■ TASK DETAILS ■
Below are several entries. Transcribe exactly those lines that fall from the one with "target | bare tree" through the one with "target | rear side window", end lines included.

(Records contained in a dataset)
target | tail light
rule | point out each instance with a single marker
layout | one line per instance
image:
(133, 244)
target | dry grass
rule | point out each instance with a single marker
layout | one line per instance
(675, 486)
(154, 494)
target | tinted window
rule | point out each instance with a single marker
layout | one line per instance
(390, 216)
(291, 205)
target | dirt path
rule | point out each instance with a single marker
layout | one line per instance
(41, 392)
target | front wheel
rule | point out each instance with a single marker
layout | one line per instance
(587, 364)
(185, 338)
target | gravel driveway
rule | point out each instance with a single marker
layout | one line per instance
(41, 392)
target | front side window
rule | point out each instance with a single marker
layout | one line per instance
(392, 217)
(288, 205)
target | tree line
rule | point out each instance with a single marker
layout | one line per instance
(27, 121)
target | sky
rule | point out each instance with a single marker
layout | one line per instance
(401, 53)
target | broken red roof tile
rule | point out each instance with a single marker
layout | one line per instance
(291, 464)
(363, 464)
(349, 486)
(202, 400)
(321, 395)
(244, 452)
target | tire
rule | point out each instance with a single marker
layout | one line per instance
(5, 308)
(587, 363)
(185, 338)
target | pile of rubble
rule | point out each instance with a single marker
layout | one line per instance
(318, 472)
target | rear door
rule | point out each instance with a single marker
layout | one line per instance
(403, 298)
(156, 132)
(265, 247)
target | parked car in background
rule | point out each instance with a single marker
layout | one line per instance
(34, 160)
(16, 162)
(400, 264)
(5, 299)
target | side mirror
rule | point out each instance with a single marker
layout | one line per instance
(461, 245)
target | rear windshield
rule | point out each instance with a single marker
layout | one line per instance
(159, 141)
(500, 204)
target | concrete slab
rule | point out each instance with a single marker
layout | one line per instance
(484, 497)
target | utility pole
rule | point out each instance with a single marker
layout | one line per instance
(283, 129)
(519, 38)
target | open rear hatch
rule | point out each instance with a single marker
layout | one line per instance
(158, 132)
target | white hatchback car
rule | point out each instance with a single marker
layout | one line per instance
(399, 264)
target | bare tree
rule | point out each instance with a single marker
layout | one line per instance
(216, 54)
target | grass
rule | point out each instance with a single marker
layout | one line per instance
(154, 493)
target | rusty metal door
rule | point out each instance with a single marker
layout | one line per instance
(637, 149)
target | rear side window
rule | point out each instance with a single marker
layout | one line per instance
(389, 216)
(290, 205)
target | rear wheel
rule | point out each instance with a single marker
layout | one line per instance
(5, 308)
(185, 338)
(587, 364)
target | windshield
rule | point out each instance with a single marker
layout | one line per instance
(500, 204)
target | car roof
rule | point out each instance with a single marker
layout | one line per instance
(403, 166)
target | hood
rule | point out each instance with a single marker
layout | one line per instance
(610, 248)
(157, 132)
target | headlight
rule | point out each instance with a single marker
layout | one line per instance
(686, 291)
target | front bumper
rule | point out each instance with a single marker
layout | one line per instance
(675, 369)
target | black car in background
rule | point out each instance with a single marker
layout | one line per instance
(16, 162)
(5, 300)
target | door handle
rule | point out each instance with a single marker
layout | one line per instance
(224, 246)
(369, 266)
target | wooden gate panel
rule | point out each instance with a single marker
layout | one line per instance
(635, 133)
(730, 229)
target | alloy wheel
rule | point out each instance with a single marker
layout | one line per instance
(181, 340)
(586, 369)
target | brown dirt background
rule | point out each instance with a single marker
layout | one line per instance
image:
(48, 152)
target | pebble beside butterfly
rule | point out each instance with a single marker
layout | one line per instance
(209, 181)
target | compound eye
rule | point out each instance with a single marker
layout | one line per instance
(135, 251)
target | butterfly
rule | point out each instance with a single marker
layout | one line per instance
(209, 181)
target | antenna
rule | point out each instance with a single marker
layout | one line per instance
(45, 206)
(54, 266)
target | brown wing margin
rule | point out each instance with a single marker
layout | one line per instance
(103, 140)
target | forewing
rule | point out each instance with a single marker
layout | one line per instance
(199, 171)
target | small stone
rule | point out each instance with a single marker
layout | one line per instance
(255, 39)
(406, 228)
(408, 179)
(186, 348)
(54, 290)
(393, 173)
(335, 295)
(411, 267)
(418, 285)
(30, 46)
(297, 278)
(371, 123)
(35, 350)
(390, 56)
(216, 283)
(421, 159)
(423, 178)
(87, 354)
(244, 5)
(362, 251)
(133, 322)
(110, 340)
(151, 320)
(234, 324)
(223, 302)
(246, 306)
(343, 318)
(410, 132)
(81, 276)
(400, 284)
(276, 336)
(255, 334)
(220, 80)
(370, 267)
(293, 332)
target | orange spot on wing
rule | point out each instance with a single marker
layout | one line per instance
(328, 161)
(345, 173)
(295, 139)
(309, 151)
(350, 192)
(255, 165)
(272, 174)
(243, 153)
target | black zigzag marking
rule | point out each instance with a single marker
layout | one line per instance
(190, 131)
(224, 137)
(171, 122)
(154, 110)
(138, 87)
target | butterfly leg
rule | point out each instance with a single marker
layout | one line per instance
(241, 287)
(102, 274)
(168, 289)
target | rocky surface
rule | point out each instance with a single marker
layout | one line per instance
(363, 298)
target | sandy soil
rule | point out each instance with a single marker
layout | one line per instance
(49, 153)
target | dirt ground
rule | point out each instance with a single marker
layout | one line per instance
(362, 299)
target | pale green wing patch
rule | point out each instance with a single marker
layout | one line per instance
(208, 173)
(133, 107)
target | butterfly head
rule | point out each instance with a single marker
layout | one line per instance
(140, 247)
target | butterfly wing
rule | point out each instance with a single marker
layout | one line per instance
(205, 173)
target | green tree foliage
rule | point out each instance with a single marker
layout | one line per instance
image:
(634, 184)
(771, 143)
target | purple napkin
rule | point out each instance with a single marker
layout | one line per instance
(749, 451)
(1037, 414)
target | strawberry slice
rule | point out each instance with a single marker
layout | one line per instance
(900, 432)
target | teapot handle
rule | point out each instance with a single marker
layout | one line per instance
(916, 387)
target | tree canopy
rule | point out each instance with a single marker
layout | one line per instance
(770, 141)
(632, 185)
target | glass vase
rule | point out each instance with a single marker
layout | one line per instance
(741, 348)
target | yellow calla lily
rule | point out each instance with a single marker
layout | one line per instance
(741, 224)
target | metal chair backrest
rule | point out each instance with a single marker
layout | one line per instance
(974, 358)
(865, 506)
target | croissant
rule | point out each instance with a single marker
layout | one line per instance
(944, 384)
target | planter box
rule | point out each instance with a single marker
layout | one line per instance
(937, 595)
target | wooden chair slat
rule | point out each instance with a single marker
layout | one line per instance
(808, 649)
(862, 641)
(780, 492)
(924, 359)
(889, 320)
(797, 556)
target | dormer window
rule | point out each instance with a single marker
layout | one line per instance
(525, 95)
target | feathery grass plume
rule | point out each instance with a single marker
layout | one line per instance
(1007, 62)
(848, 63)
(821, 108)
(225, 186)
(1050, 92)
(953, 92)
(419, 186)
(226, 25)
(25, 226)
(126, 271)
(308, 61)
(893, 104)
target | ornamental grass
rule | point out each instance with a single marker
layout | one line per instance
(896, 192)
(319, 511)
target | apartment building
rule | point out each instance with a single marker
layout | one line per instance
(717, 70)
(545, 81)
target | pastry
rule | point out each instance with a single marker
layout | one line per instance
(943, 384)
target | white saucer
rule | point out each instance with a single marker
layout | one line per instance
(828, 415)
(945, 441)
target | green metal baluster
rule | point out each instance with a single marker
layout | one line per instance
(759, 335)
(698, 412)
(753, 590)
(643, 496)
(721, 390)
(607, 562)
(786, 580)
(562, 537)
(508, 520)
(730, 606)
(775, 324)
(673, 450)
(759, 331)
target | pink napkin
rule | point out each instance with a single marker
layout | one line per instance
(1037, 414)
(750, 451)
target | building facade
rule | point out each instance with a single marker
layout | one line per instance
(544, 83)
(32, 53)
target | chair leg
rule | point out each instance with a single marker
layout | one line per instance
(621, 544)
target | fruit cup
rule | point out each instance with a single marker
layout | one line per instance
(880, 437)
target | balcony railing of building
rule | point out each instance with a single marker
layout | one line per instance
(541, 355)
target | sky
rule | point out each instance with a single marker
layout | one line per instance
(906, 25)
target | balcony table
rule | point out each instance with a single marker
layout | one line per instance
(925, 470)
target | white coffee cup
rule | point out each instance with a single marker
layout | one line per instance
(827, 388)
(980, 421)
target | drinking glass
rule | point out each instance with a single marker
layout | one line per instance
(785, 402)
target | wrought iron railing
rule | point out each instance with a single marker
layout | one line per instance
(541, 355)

■ SOLUTION TO THE PROBLEM ■
target | bare tree
rule | point out each instance with a single marker
layout | one line per instance
(216, 54)
target | grass
rule | point out each instance with a single marker
layout | one line per instance
(154, 493)
target | rusty metal door
rule | point out each instance with a single marker
layout | one line per instance
(637, 149)
target | rear side window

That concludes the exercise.